• [Excerpted passage]:
§ §

Xiao Quan (pronounced Shiao Chou’an) born in 1959 in Chengdu, is reputed in Chinese photographic circle as the best portraitist in China. I have been thinking harder but could not come up with another name in the lineage of Sander, Arbus or Leibovitz.

He enjoyed an unprecedented popularity in Shanghai during these sizzling hot months of July-August with three exhibitions and seven lectures in different locations of the megacity formerly known as the Pearl of the Orient. At the K11 Art Museum in the basement of a luxury mall on Huaihai road (formerly Avenue Joffre), Xiao Quan had two exhibitions running from July 14 to August 31: one based on his seminal book published in 1996 “Our Generation”, another is based on his years as Marc Riboud’s assistant in China from 1993 to 1995. Further west on Nanjing road is another prestigious address, next to the Jing’an Temple, the 10 Corso Como an extension of the Milan’s fashion and art center, with an exhibition of Xiao Quan’s new work called “Faces of Our Time”, that ran from July 23 to August 30.

§ §

• [Given data]:
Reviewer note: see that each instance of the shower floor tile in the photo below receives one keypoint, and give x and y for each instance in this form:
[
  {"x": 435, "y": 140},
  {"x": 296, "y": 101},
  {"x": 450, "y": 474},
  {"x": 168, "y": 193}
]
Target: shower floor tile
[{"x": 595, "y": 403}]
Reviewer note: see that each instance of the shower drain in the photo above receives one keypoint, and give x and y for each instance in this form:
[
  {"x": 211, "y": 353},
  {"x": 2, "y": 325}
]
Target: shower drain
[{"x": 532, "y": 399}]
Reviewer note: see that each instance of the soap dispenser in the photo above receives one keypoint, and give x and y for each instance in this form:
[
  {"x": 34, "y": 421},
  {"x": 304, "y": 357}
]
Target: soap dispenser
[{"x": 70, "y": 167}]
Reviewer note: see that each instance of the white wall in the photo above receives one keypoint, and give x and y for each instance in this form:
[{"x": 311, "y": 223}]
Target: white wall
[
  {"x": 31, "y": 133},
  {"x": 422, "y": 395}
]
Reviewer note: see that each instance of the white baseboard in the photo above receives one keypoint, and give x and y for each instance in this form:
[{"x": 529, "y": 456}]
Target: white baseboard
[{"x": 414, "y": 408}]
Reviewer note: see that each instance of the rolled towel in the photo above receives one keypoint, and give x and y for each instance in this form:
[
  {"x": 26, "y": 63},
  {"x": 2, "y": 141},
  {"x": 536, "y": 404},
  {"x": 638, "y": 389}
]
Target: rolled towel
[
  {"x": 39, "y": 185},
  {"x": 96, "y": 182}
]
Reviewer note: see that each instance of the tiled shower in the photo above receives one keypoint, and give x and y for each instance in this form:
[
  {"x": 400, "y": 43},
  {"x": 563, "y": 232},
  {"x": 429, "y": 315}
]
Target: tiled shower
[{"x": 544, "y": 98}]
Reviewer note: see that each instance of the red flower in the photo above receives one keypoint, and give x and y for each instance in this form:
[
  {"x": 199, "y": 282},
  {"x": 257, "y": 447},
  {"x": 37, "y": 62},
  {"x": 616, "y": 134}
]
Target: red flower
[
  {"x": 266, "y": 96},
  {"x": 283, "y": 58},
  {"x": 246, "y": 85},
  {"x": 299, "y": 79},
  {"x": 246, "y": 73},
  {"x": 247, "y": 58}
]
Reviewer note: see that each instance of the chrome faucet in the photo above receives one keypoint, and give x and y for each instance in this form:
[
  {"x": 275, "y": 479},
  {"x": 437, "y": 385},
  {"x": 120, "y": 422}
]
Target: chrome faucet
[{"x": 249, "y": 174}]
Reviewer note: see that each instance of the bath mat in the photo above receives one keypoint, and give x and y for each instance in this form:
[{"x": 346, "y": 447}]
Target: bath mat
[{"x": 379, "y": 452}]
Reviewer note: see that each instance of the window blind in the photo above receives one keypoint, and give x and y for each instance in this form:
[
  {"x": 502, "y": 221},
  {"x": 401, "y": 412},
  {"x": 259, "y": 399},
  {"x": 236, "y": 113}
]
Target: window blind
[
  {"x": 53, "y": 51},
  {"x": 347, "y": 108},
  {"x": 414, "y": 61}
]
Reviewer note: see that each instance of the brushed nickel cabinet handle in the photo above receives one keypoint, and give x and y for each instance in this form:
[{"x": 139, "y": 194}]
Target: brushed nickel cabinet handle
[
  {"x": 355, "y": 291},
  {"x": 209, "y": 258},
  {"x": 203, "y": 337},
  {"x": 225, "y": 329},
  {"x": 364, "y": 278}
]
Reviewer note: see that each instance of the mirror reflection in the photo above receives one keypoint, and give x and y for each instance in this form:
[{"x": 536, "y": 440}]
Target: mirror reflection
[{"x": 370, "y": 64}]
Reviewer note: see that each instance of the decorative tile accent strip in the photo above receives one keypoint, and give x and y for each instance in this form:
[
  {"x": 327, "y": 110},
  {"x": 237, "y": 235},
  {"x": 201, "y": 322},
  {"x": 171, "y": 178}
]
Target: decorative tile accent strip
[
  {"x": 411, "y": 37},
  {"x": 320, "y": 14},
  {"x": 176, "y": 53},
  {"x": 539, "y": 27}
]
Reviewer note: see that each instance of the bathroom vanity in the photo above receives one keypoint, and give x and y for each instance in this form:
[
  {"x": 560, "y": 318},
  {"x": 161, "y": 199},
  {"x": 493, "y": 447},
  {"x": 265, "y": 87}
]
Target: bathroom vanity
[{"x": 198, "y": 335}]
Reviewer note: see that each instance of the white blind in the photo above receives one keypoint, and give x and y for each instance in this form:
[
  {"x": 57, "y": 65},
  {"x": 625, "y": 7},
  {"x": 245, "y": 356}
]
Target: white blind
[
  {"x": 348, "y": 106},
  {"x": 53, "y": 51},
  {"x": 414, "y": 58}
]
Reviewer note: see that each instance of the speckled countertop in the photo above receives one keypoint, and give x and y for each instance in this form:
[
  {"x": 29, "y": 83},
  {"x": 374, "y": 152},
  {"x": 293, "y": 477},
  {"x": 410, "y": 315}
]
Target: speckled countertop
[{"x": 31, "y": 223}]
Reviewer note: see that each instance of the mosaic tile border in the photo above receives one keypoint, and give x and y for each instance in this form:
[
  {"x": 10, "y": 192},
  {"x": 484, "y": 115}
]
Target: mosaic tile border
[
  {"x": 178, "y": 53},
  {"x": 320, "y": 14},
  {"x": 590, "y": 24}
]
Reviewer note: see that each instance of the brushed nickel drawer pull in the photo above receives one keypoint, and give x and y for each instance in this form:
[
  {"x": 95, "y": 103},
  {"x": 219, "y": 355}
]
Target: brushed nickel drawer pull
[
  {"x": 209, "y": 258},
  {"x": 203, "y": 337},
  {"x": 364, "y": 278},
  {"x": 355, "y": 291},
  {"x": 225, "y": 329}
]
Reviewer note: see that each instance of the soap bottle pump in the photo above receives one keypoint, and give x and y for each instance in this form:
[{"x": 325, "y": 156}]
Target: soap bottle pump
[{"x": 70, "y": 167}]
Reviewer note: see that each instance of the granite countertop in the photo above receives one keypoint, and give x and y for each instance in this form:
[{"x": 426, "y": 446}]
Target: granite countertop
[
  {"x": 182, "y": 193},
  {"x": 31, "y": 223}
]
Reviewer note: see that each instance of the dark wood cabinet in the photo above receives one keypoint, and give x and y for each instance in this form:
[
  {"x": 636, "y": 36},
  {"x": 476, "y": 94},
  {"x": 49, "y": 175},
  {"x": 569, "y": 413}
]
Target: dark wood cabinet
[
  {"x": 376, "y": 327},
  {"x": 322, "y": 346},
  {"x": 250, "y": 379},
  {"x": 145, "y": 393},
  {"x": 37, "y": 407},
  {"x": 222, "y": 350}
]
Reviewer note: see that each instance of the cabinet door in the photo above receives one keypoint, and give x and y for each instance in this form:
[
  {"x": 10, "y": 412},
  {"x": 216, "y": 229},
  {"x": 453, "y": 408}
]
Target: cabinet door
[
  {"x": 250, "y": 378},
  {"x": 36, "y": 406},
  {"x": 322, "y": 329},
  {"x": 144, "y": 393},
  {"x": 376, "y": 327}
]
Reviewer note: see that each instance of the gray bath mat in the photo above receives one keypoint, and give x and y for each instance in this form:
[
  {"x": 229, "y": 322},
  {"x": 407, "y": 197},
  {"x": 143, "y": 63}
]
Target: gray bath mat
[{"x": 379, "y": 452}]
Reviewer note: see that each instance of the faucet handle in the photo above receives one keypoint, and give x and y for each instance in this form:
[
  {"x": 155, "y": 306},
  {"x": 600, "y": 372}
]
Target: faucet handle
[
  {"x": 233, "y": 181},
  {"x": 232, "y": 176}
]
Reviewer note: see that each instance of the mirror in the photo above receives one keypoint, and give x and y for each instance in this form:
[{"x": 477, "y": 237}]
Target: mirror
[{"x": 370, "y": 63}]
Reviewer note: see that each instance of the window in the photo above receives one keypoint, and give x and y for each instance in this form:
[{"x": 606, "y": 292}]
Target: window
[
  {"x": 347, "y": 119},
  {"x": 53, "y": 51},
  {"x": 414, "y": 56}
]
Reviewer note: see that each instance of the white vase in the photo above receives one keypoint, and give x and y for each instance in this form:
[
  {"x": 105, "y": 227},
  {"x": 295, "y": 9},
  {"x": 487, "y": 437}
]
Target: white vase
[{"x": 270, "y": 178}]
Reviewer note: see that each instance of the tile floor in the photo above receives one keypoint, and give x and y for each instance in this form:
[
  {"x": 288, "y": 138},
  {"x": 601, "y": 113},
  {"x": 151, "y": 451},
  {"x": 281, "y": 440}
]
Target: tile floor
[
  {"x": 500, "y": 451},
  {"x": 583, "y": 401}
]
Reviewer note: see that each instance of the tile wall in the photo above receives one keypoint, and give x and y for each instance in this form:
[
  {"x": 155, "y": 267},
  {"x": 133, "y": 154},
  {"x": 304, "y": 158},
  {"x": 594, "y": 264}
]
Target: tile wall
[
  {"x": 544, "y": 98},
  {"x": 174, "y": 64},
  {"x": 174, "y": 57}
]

§ §

• [Your tasks]:
1. List every photographer other than Xiao Quan who is named in the passage on Xiao Quan above.
2. Extend the passage on Xiao Quan, beginning right after its last sentence.

• [Outputs for the tasks]:
1. Sander, Arbus, Leibovitz, Marc Riboud

2.
The exhibition “Our Generation” gathered some 148 prints from his 462-page monumental photo album published end of 2014 by Zhejiang Remin Meishu Chubanshe, called “Our Generation: Portraits and Historical Context”, a catalogue of the large scale retrospective of Xiao Quan’s photography held at the MoCA of Chengdu in 2014.

At age 20, before serving with the navy-air cargo Xiao Quan bought his first camera, a Seagull 205. After his military service he worked for “Modern Photography” one of China’s earliest photo magazines founded in Shenzhen, and started making portraits of his friends. By then China was fully engaged in Deng Xiaoping’s reform and opening, as a reaction to the turmoil of the Cultural Revolution (1966-1976), the era was ripe for an explosion of writers and poets, musicians and artists

Among Xiao Quan’s earliest portraits was one of Gu Cheng and his wife Xie Hua both poets sitting by the window at Chengdu’s Garden Hotel in 1986. Gu Cheng, who was a “beautiful mind” but a lost soul, committed suicide seven years later, after killing his wife after an argument on a scarcely populated island of New Zealand . Other eminent figures relatively unknown in those roaring 80’s and 90’s won fame and success later, such as Oscar wining musician Tan Dun, movie directors Zhang Yimou and Chen Kaige, painters and artists Wang Guangyi, Fang Lijun, Zhang Xiaogang, Zeng Fanzhi, etc.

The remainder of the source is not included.